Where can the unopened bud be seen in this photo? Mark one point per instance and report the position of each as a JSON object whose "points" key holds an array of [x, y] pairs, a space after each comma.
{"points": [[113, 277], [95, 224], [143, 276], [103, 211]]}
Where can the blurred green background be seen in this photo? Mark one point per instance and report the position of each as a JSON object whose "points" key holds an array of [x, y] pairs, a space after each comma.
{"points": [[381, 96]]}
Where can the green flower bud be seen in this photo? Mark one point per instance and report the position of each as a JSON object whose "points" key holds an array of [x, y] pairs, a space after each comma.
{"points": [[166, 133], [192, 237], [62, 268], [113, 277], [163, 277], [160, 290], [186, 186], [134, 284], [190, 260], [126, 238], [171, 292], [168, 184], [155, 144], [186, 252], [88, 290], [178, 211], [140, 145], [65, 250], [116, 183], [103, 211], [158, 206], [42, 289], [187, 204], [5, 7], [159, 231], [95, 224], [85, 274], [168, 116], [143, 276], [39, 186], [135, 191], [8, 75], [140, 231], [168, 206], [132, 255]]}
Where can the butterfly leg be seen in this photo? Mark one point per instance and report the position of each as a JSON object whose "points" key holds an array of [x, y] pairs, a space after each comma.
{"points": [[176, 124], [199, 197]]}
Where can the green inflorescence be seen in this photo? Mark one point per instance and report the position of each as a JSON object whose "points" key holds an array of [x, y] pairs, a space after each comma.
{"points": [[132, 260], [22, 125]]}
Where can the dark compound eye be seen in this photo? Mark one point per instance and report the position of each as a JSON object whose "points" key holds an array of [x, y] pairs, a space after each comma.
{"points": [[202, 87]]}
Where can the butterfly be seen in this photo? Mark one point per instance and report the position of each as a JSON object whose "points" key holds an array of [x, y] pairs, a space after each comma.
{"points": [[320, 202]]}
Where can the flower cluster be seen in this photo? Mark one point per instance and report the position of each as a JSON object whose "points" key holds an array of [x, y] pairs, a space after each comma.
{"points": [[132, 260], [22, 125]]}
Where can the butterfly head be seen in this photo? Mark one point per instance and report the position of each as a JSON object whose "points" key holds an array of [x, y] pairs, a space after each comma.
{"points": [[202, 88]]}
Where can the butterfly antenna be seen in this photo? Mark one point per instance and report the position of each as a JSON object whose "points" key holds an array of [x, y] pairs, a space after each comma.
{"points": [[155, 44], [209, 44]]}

━━━━━━

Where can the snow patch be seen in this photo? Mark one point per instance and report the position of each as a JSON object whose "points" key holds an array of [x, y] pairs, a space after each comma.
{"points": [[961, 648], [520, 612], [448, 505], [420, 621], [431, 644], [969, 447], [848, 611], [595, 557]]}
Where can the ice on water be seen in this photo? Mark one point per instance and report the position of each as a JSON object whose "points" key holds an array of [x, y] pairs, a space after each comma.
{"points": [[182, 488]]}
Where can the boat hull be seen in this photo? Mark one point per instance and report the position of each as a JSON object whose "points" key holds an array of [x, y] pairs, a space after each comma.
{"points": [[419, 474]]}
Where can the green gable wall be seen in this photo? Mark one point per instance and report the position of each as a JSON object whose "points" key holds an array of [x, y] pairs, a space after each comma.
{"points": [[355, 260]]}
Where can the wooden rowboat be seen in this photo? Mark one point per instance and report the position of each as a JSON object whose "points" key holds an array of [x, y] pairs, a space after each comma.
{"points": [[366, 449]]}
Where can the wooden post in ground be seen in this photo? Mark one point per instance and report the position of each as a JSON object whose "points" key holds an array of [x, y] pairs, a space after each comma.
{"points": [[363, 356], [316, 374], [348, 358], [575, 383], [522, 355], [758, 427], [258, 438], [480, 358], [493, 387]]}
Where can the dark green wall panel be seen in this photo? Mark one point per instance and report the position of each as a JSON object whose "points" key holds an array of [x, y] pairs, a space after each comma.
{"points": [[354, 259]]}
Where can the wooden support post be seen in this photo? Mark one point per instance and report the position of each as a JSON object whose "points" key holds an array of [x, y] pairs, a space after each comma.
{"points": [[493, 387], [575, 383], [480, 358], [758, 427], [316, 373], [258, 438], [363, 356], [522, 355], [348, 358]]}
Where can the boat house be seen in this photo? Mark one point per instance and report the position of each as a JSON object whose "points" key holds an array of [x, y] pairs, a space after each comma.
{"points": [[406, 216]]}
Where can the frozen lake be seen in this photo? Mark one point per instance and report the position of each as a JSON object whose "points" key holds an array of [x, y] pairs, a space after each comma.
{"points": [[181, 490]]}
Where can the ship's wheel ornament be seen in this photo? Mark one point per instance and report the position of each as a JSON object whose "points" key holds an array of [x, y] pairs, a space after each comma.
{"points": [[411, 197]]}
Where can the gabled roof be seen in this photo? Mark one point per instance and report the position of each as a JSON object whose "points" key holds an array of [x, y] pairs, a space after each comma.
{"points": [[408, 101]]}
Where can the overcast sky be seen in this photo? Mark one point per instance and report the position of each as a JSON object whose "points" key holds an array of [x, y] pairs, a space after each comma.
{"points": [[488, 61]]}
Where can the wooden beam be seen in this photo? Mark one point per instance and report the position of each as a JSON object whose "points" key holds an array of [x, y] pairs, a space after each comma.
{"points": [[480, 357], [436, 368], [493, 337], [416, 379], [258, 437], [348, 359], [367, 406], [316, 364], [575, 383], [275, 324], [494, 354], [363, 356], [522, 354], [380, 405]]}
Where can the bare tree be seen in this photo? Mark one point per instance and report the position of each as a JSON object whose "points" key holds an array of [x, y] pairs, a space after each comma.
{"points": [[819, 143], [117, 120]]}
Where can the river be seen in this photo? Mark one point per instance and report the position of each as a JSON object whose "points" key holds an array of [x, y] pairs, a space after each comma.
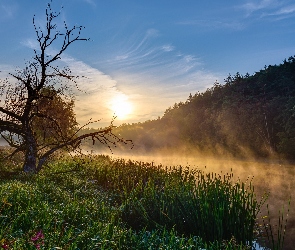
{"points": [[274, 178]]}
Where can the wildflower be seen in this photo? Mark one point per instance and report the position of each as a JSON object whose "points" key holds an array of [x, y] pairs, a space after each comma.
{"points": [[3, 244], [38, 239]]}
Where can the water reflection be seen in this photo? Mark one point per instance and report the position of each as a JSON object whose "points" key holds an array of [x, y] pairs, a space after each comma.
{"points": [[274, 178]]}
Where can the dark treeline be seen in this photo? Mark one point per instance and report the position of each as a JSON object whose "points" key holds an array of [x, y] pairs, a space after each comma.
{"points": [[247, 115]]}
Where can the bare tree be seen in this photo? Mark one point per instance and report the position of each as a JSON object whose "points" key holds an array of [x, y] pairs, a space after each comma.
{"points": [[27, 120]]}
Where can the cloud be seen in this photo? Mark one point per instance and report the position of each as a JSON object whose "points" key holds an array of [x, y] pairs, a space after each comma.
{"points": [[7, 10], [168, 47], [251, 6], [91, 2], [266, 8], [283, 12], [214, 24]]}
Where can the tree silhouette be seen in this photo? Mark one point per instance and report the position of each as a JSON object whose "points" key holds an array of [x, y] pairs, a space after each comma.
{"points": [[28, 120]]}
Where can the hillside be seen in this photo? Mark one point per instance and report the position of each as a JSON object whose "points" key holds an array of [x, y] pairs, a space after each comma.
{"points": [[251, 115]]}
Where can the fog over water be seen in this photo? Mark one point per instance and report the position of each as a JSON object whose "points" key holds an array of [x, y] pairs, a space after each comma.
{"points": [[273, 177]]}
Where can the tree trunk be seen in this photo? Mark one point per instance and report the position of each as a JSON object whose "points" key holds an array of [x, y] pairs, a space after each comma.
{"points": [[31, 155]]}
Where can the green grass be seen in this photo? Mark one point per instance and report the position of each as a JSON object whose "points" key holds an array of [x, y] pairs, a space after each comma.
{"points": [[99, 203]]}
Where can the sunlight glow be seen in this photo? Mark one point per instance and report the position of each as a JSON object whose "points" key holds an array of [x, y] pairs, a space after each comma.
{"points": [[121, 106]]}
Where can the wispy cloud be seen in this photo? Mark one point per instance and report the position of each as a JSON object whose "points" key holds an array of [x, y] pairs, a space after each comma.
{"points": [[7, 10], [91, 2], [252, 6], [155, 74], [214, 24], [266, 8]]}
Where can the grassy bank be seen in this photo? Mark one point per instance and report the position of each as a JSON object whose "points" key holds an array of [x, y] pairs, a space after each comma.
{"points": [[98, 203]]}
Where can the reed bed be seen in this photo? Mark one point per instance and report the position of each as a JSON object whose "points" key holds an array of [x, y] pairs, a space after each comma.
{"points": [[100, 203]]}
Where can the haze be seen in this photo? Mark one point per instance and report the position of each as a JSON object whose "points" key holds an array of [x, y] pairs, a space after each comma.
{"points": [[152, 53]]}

━━━━━━

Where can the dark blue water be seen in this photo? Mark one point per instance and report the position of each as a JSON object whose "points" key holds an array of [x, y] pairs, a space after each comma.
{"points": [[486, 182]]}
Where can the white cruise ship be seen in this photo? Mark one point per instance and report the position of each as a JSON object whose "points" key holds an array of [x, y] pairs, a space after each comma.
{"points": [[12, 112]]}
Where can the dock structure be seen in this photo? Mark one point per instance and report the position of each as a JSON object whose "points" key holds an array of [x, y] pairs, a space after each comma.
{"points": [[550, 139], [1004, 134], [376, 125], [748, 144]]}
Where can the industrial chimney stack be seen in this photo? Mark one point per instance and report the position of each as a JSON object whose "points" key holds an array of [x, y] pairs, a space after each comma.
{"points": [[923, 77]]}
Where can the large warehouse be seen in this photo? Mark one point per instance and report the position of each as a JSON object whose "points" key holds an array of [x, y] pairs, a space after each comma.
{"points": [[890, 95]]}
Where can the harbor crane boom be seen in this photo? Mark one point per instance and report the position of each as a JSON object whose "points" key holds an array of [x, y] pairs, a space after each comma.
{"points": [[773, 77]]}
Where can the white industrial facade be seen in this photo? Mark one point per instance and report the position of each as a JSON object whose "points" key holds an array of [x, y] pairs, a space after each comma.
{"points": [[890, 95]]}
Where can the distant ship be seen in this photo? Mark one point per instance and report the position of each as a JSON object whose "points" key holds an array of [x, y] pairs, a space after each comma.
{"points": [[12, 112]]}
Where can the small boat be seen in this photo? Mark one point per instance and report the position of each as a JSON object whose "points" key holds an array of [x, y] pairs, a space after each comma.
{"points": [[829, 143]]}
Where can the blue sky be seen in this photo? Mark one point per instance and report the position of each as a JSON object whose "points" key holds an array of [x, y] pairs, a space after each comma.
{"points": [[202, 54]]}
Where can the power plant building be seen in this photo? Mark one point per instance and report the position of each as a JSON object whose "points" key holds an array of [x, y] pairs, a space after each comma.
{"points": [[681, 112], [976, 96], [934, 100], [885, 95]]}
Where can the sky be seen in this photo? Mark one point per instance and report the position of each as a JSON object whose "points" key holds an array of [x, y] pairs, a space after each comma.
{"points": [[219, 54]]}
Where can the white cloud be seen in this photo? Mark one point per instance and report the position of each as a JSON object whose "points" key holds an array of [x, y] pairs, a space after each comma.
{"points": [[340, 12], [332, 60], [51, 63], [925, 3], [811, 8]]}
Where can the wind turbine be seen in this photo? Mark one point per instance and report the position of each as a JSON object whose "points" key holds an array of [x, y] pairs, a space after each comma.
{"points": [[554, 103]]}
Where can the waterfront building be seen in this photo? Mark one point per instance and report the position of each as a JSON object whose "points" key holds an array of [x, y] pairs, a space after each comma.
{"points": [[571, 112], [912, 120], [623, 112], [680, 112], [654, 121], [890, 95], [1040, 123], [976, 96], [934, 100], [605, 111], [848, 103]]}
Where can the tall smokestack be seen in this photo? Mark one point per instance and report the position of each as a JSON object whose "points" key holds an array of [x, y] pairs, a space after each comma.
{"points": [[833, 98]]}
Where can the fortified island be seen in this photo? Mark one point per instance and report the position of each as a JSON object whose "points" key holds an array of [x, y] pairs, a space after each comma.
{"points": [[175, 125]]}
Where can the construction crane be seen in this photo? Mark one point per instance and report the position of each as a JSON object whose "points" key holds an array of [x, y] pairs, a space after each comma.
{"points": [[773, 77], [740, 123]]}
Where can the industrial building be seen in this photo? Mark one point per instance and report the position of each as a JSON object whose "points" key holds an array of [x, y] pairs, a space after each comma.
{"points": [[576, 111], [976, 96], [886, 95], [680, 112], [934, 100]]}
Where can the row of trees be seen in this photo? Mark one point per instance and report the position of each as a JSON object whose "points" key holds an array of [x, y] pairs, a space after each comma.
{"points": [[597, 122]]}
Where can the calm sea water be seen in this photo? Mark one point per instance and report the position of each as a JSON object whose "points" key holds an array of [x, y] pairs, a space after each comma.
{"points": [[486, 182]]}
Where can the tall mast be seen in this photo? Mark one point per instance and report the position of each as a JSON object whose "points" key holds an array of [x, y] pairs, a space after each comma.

━━━━━━

• [Work to do]: Tally the lines in the material above that contain the string "wooden", and reply with the number alone.

• [Exercise output]: 4